- _Given text_:
◆ ◆ ◆ ◆ ◆

The CBC remains very good for many issues. I usually support friends.ca and the CBC.

The CBC remains the very best for many issues. However, when it comes to the great issues of our time for Canada, I mean the issues of independence and sovereignty, the CBC has for long favoured the voices of those who promote the continental drift into the USA corporate, economic, political policy, and military maw.

A snub to Maude Barlow and other nationalists is standard practice on CBC political programs.

Our longtime critics of continental integration, who have communicated with great insight and with sophistication in speeches, articles and books, have long been given short shrift not only by the private mass media, but also by the CBC, our great public broadcaster.

I believe it’s because they look for approval and support from the political class in government, responsible for CBC support. The government has long been in close alliance with corporate class interests such as Tom D’Aquino’s Canadian Council of Chief Executives, which has no sense of Canadian national identity or values, or Canadian independence and sovereignty, or Canadian national interests.

The interests of these chief executives are the same as the expansionist interests of international corporations based mainly in the USA, but which seek control of Canadian resources and assets first, then press their influence with government to get deeper integration policies adopted.

It’s working.

Thus, the CBC political reporting and commentary accepts uncritically the deeper integration, accepts the Prosperity and Security Agreement, accepts the FTA, the NAFTA, accepts the loss of Canadian ownership to USA corporate ownership, accepts any and all privatization(even of the CBC), accepts military partnership with the USA abroad, etc….. even when the majority of voters has several times voted for parties against that agenda.

Like the corporate and political establishment, and the private mass media, the CBC has long dismissed as irritating minor eccentrics those Canadians who have raised concerns in speeches, articles and books, Canadians such as the Citizens Concerned About Free Trade, the Campaign for Canada, the WAFFLE of the 60s, the Committee for an Independent Canada of the 70s, the National Party, the Canadian Action Party, the Council of Canadians, many individual academics and politicians, a conservative political icon like Dalton Camp, a prime minister like John Turner, a farmer like David Orchard, a film like “Hoodwinked: the Myth of Free Trade”, politicians like Paul Hellyer and Connie Fogal, and massive crowds of demonstrators who for decades have opposed the continental integration agenda of the corporate and political establishment.

◆ ◆ ◆ ◆ ◆

Please write out the passage of the CBC commentary starting at "The CBC remains very" and ending at "and military maw.".

- _Data extract_:

◆ ◆ ◆ ◆ ◆

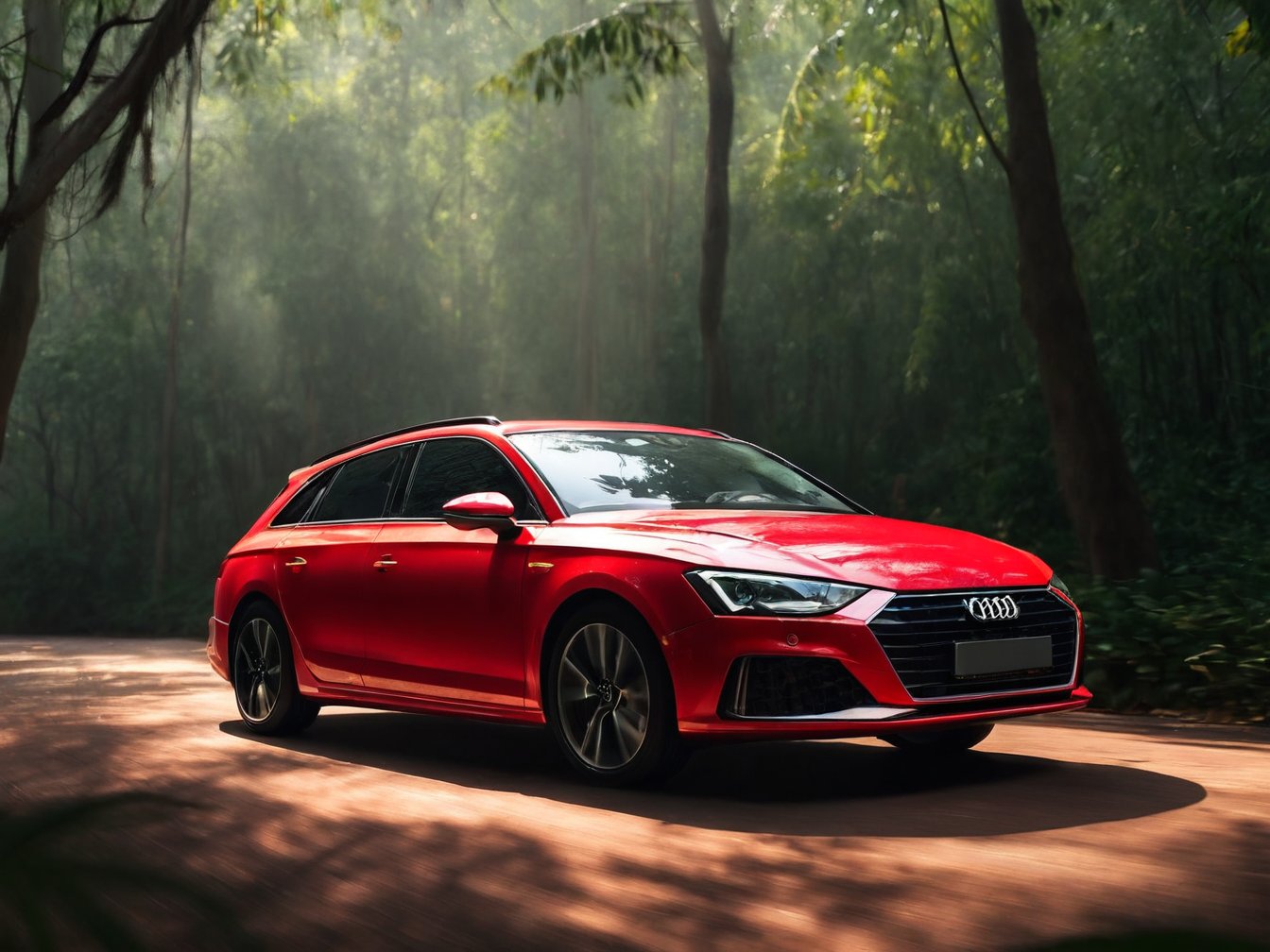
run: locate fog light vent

◆ ◆ ◆ ◆ ◆

- _Output for this exercise_:
The CBC remains very good for many issues. I usually support friends.ca and the CBC.

The CBC remains the very best for many issues. However, when it comes to the great issues of our time for Canada, I mean the issues of independence and sovereignty, the CBC has for long favoured the voices of those who promote the continental drift into the USA corporate, economic, political policy, and military maw.